Reproduce every one of the rows below character for character, with no changes.

───── EXCERPTED RECORDS ─────

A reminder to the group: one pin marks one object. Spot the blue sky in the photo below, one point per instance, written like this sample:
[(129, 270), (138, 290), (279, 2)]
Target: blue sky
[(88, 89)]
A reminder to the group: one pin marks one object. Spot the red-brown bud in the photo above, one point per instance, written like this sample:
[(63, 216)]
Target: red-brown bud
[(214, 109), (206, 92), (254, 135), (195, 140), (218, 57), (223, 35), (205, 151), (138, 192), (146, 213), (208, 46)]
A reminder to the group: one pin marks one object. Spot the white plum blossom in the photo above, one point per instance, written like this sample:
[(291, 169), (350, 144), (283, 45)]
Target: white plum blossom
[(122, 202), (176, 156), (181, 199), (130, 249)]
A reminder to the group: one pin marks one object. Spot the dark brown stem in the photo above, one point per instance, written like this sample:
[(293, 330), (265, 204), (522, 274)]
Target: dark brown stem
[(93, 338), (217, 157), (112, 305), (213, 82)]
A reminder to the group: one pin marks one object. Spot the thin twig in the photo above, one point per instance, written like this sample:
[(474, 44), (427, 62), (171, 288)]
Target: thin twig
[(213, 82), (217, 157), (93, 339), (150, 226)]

─────

RESPONSE TO THE TASK →
A reminder to the group: one pin marks one object. Spot the blue sky in the photo below, one point per instance, written like this sample:
[(129, 270), (138, 290), (279, 2)]
Target: blue sky
[(88, 89)]
A reminder to the group: one pin marks one object. Spot the red-brown bud in the photo above, one point per instance, written like this sample:
[(63, 216)]
Target: red-brown bud
[(214, 109), (206, 92), (254, 135), (195, 140), (218, 57), (223, 35), (205, 151), (138, 192), (146, 213), (208, 46)]
A reminder to the group: one pin marks one object. Spot the white plum blossom in the photo above, one point per instance, written like this sample:
[(291, 169), (350, 144), (283, 45)]
Target: white plum blossom
[(122, 202), (176, 156), (181, 199), (130, 249)]
A reminder to the group: one pin marks one object. Spot the dark brown stem in the photo above, one point per instance, written like this sample:
[(293, 330), (265, 204), (522, 274)]
Target: dark brown stem
[(93, 338), (217, 157), (112, 305), (213, 82)]
A reminder to the group: one pin marks one object. Spot the thin twig in the photo above, one point per instance, written like this sample:
[(474, 44), (427, 62), (171, 288)]
Target: thin twig
[(213, 82), (217, 157), (93, 339), (150, 226)]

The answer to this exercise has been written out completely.